EXERCISE INPUTS:

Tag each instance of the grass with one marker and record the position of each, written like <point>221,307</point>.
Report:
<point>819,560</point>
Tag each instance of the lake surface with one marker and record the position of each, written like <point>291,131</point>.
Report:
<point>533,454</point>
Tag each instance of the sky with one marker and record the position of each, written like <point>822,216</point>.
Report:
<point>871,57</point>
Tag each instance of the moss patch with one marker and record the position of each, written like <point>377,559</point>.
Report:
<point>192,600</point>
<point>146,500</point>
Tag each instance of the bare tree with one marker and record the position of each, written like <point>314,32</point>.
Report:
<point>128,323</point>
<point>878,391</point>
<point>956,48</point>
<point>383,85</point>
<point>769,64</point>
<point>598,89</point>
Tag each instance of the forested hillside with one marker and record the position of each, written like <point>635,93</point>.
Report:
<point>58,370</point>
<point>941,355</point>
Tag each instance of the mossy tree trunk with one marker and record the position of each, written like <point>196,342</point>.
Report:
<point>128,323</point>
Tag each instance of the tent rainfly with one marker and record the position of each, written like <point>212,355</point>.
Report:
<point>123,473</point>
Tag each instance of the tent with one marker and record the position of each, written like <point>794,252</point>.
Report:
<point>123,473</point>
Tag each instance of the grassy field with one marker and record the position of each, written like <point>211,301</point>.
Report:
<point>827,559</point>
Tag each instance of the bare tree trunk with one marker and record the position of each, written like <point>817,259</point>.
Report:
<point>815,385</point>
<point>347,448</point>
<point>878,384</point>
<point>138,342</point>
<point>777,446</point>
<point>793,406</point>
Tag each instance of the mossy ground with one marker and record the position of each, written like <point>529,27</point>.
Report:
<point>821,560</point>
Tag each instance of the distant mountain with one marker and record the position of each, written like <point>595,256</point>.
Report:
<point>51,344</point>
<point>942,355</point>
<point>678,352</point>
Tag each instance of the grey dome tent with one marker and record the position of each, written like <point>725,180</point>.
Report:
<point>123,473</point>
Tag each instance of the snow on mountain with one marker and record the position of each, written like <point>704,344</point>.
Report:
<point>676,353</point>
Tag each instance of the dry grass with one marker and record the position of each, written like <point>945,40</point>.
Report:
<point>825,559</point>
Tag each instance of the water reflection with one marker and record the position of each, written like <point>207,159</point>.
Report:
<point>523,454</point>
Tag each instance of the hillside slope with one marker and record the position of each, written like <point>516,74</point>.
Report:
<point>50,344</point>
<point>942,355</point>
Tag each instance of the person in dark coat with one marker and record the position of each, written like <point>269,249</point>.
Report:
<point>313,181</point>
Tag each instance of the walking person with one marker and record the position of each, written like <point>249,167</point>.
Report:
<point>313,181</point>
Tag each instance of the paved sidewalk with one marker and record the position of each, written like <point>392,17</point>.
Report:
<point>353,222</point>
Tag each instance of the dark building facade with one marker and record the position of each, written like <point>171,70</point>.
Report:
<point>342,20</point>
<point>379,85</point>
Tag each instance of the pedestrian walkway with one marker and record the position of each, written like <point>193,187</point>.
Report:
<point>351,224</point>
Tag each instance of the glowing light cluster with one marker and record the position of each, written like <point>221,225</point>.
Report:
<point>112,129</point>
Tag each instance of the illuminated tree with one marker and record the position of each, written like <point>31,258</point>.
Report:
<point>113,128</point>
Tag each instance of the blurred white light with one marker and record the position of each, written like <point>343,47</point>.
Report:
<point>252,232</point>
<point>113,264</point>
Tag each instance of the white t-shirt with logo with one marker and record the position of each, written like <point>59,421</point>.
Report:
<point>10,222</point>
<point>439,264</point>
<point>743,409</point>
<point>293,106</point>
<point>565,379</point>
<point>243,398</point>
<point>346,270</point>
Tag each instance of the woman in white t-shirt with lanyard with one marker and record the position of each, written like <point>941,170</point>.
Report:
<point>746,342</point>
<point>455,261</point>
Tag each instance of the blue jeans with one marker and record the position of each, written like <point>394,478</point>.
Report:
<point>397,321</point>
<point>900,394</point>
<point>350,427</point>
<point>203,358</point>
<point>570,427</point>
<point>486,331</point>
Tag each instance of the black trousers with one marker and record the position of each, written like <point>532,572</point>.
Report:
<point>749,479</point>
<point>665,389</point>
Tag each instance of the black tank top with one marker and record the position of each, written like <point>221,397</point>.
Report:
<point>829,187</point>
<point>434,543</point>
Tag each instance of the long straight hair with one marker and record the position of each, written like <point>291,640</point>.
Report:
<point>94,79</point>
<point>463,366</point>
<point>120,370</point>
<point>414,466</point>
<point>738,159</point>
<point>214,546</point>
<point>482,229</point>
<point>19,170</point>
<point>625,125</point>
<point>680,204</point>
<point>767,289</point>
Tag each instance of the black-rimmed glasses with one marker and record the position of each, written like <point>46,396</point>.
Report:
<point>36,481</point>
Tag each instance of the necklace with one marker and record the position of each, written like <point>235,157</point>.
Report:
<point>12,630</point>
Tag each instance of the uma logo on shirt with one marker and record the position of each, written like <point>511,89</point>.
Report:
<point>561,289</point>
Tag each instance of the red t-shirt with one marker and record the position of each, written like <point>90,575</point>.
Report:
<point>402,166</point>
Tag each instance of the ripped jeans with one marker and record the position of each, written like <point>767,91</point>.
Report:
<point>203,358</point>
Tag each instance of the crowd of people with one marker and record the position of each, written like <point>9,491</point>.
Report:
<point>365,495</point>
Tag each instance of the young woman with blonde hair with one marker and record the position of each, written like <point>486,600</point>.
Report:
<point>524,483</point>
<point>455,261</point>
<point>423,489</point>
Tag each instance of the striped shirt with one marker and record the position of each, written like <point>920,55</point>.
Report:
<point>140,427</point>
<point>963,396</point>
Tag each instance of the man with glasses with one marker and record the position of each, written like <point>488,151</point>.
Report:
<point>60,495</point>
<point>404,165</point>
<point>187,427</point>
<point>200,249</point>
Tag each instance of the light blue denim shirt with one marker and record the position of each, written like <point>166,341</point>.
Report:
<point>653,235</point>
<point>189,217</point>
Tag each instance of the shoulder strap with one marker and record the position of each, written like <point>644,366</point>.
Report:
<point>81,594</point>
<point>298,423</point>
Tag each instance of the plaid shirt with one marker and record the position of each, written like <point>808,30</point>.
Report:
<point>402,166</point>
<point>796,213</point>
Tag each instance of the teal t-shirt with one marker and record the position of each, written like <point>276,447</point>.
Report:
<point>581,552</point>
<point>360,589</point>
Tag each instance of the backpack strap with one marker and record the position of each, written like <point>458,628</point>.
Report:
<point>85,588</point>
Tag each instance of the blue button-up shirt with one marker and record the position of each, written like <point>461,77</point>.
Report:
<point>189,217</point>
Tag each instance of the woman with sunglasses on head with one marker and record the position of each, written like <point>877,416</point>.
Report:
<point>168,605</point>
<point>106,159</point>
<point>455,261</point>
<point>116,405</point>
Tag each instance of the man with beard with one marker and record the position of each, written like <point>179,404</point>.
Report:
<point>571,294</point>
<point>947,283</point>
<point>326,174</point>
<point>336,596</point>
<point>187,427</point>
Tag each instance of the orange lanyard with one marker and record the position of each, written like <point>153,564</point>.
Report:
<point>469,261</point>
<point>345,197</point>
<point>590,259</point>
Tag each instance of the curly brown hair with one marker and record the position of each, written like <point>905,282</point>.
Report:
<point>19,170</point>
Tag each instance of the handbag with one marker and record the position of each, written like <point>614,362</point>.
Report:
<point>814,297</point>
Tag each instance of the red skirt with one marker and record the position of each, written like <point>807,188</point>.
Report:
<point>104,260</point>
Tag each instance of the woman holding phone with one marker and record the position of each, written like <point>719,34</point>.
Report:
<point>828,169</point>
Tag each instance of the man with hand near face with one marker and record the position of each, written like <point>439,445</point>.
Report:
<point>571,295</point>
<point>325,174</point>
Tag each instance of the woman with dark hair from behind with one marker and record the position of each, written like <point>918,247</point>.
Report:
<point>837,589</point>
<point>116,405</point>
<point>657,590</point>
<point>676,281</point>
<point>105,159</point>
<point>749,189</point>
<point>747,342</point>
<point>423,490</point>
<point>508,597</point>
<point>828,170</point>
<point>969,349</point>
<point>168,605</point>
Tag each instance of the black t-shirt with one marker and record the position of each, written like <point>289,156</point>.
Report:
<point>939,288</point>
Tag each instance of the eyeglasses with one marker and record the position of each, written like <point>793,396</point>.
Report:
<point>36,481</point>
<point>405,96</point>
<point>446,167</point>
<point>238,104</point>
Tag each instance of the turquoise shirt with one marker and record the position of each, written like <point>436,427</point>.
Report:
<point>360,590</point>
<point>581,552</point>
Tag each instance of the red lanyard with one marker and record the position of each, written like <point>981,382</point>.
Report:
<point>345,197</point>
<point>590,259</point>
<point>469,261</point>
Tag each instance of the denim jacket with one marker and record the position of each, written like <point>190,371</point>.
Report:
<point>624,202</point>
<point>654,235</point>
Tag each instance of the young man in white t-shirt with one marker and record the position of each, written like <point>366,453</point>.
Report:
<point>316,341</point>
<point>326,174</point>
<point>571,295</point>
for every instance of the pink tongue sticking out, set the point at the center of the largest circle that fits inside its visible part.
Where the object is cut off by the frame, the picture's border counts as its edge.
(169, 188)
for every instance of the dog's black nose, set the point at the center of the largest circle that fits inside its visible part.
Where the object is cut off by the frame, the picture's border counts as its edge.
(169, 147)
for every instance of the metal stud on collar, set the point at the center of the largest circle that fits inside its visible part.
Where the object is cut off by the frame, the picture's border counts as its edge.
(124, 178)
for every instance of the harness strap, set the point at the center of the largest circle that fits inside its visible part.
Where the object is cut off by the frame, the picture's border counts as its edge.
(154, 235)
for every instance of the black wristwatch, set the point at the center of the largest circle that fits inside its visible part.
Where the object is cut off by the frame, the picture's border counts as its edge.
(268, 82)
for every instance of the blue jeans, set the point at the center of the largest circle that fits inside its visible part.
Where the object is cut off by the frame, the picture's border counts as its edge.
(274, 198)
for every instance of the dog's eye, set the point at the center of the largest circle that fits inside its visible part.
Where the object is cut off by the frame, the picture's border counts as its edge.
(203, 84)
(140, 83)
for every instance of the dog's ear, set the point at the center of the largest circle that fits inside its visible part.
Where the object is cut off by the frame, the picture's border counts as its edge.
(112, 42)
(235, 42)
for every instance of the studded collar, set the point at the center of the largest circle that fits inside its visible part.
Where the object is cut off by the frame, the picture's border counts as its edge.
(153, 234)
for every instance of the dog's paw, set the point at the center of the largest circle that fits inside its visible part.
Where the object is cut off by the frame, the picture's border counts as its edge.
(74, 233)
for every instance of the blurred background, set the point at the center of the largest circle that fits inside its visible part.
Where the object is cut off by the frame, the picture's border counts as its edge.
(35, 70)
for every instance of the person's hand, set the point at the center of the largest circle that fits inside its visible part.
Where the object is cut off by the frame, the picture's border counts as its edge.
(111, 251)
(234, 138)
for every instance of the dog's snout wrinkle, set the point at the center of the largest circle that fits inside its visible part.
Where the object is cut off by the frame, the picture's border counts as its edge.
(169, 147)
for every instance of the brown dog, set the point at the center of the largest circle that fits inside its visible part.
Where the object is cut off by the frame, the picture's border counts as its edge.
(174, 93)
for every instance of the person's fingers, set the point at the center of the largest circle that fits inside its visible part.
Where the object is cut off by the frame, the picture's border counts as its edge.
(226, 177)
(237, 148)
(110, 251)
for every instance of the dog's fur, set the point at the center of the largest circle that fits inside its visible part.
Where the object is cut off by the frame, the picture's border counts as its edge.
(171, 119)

PROBLEM: Reproduce verbatim every line from the beginning of the records up to and including the line that contains "<point>827,559</point>".

FULL RESPONSE:
Tag each instance of the grass with one marker and record the position of each, written like <point>221,307</point>.
Report:
<point>819,560</point>
Tag each instance of the lake surface with one marker and record the position of each, written like <point>291,131</point>.
Report:
<point>533,454</point>
Tag each instance of the sky with one marker and record the position of each, written like <point>822,216</point>.
Report:
<point>871,57</point>
Tag each instance of the moss patch with one marker and record the position of each, written like <point>377,559</point>.
Report:
<point>192,600</point>
<point>146,500</point>
Tag each instance of the bare tree with one marker and record the position of each, written like <point>314,32</point>.
Report:
<point>128,323</point>
<point>878,391</point>
<point>956,48</point>
<point>383,85</point>
<point>769,64</point>
<point>598,89</point>
Tag each instance of the forested hillside with one marker and record the position of each, written like <point>635,93</point>.
Report:
<point>58,370</point>
<point>941,355</point>
Tag each instance of the mossy tree trunk with one marker and record the position of each, written like <point>196,342</point>.
Report:
<point>128,323</point>
Tag each instance of the tent rainfly with one marker and record the position of each, written like <point>212,355</point>.
Report:
<point>123,473</point>
Tag each instance of the tent with one marker and record the position of each, written like <point>794,252</point>.
Report:
<point>123,473</point>
Tag each instance of the grassy field with one marker and record the position of each, written like <point>211,301</point>.
Report:
<point>827,559</point>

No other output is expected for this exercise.